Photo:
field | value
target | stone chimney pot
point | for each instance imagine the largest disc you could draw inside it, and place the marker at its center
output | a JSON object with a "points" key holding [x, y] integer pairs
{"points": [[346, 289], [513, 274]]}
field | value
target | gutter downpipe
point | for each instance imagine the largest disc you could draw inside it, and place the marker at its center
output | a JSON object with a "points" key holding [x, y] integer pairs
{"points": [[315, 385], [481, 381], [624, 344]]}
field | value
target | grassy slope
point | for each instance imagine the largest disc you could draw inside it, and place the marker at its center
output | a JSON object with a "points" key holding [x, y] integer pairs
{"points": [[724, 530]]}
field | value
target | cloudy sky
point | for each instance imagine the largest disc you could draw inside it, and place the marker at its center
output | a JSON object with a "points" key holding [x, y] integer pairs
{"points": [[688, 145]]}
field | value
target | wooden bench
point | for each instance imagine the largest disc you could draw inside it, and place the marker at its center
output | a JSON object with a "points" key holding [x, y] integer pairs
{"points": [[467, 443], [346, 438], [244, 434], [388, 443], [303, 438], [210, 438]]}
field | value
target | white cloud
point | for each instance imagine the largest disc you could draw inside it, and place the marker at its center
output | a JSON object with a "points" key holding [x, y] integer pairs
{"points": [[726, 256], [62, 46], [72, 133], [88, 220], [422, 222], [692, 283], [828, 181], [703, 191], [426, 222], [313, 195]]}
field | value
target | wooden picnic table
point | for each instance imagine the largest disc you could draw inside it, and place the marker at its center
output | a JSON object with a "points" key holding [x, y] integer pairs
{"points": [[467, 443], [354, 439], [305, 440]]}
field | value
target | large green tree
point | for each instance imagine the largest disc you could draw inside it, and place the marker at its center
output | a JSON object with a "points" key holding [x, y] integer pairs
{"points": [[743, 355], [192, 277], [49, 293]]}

What the task requires: All records above must be set down exactly, please.

Written answer:
Photo:
field | value
target | stone chimney pot
point | for each instance imagine the largest disc you could draw inside it, and place the marker at its center
output | a JSON object with a "points" key holding [x, y] integer pairs
{"points": [[346, 289], [513, 274]]}
field | value
target | gutter downpipe
point | for each instance imagine the largest disc you could draw inside it, and place the marker at its center
output | a JSON object with a "points" key holding [x, y] integer pairs
{"points": [[315, 385], [481, 381], [624, 344]]}
field | value
target | grassy slope
point | for each instance imagine the largest disc you could draw inside it, and place the marker at its center
output | a JSON object with a "points" key holding [x, y] integer pairs
{"points": [[724, 530]]}
field | value
target | cloudy sky
point | for each instance imagine the largest disc you could draw inside it, and place the marker at its center
output | a JSON object with a "points" key holding [x, y] integer pairs
{"points": [[688, 145]]}
field | value
target | wooden bench
point | for each instance imagine the largest disc you could draw inside it, and place the marker at its center
output | a JSON object with a "points" key holding [x, y] integer pairs
{"points": [[467, 443], [346, 438], [244, 434], [388, 443], [303, 438], [210, 438]]}
field | value
target | white cloud
point | for each instance imagine the largest disc you could draw inside it, and place the marker at its center
output | a JSON object with a "points" key holding [x, y] integer pairs
{"points": [[726, 256], [62, 46], [72, 133], [88, 220], [422, 222], [692, 283], [828, 181], [703, 191], [426, 222], [313, 195]]}
field | value
target | wooden picnic table
point | for each instance imagine the largest disc you could draw inside it, and place the marker at its center
output | a JSON object with a "points" key holding [x, y] integer pairs
{"points": [[467, 443], [354, 439], [305, 440]]}
field | value
target | large green tree
point | for each instance imagine the largest disc you could draw inside it, and place the marker at its center
output | a JSON object with a "points" key holding [x, y] integer pairs
{"points": [[743, 355], [192, 277], [49, 293]]}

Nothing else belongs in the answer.